▸ **ПРЕДЛОЖЕННЫЙ ОТРЫВОК**
•••
В то время был очень популярен Тацит, его цитировали направо и налево: ведь в своей книге «Германия» он выставил предков современных немцев в таком выгодном свете, а от Арминия (Германна) и его дружины дорога прямиком вела через Лютера и Фридриха Великого к Гитлеру с его отрядами SA, SS и HJ. Очередное из таких исторических рассуждений и побудило меня полистать Шерера, чтобы выяснить, что он говорит о «Германии». И тут я наткнулся на абзац, который потряс меня и в каком-то смысле принес облегченье.
Шерер пишет о том, что в Германии духовные взлеты и падения отличаются исключительной основательностью: вознестись можно очень высоко, но и низвергнуться очень глубоко: «Создается впечатление, что отсутствие меры есть проклятие, сопровождающее наше духовное развитие. Как высоко взлетаем мы, но падаем тем глубже. Мы похожи на того германца, который, бросая игральные кости, проигрывает все свое добро и в последнем броске ставит на кон свою собственную свободу, теряет ее и добровольно продает себя в рабство. Столь велико — добавляет рассказчик Тацит — даже в дурных вещах германское упорство; сами германцы называют его верностью».
Тогда впервые меня осенило, что все самое лучшее и самое худшее в немецком характере все же следует возводить к общей и неотъемлемой основной черте, что существует связь между зверствами гитлеровского режима и фаустовскими взлетами немецкой классической поэзии и немецкой классической философии. А пять лет спустя, когда катастрофа была близка к развязке, когда весь размах этих зверств и вся бездна немецкого падения стали явными, меня снова вернул к процитированному месту из Тацита крошечный фактик и связанное с ним короткое замечание в книге Пливье «Сталинград».
Пливье упоминает один немецкий дорожный указатель в России: «Калач-на-Дону. До Лейпцига 3200 км», — и дает такой комментарий: «Это свидетельство поразительного триумфа. И даже если к реальному расстоянию накинули тысячу километров, то это сделало еще более подлинным проявление бессмысленного блуждания в безмерном пространстве».
•••
▸ **ЗАДАНИЯ К УПРАЖНЕНИЮ**
1) Какой указатель Пливье упоминает в книге «Сталинград», согласно отрывку о немецком характере?
2) Продолжите отрывок о немецком характере, начав сразу после его последнего предложения.

▸ **ИСХОДНЫЕ МАТЕРИАЛЫ**
•••
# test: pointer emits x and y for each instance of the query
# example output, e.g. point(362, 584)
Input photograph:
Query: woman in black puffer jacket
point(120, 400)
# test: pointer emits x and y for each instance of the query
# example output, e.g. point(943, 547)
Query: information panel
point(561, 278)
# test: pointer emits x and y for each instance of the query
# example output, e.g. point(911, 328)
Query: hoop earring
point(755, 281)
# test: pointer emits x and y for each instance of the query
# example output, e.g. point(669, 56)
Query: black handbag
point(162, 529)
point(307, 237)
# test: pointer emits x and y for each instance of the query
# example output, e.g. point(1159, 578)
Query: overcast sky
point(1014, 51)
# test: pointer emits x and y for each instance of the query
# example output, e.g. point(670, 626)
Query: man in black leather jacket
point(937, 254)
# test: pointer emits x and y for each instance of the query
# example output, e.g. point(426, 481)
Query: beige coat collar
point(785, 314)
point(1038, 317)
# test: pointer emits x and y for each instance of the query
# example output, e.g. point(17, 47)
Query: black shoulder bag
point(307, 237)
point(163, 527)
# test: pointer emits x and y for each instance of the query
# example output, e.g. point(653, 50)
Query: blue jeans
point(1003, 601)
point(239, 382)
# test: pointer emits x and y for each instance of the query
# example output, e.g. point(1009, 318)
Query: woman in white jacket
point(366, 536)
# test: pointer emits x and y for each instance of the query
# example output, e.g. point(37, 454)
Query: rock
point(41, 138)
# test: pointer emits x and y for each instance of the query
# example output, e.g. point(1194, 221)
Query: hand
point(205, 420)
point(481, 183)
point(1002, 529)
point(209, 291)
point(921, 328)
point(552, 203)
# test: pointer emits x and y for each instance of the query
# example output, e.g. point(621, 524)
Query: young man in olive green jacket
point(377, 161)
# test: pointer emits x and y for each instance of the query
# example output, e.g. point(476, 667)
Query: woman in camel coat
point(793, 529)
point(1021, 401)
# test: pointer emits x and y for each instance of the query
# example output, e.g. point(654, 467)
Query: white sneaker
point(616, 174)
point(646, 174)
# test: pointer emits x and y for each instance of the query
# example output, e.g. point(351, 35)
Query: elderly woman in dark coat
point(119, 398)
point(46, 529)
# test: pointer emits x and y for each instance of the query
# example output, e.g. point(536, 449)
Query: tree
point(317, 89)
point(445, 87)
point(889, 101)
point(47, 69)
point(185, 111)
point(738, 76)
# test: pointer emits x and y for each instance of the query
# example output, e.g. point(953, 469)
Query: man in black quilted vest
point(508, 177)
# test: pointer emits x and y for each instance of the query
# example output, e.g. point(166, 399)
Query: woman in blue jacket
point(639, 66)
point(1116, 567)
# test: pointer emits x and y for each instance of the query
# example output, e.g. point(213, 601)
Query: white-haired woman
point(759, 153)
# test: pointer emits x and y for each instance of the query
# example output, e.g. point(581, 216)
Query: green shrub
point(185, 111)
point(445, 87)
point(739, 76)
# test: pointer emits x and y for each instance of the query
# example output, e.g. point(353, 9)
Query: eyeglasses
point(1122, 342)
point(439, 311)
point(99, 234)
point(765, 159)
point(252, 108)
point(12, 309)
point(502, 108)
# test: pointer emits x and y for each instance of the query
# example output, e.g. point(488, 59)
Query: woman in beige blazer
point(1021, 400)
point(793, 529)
•••
▸ **ОТВЕТЫ ПО НОМЕРАМ**
1) Немецкий дорожный указатель в России с надписью «Калач-на-Дону. До Лейпцига 3200 км».

2)
Готов поспорить, что писатель, записавший эту мысль, не думал ни о «Германии» Тацита, ни об ученой истории немецкой литературы Вильгельма Шерера. Но погружаясь в бездну сегодняшнего немецкого вырождения, пускаясь на поиски его глубинной причины, он само собой наталкивается на все ту же характерную черту: отсутствие меры, пренебрежение ко всяческим границам.
«Беспредельность» (Entgrenzung) — это ключевая установка, ключевое свойство деятельности романтического человека, в каких бы конкретных формах ни выражалась его романтическая сущность — в религиозных исканиях, в художественных образах, в философствовании, в жизненной активности, в нравственных поступках или преступлениях. Еще задолго до появления понятия и термина «романтизм», на протяжении столетий любое занятие немцев носит печать романтического. Это особенно бросается в глаза филологам-романистам, изучающим французскую словесность, ибо в Средние века Франция была постоянной наставницей для Германии и поставщицей тем для художественного творчества, а как только немцы осваивали французскую тему, они тотчас же то в одном, то в другом направлении прорывали границы, в которых держался оригинал.
Вполне наивное и далекое от научности замечание Пливье в его связи с мыслью Шерера смыкает для меня армию Третьего рейха с германским воинством Арминия. Это довольно неясное утверждение, а потому меня постоянно приводил в отчаяние мучивший меня вопрос об осязаемой связи между преступной сущностью нацизма (для которой вполне подходит рожденное самим LTI выражение: недочеловечность) и прежним духовным богатством Германии. Мог ли я в самом деле успокаивать себя тем, что все эти ужасы были лишь подражанием, чем-то занесенным извне, свирепой итальянской болезнью, наподобие занесенной несколько столетий назад французской болезни, опустошающие последствия которой усугублялись ее новизной?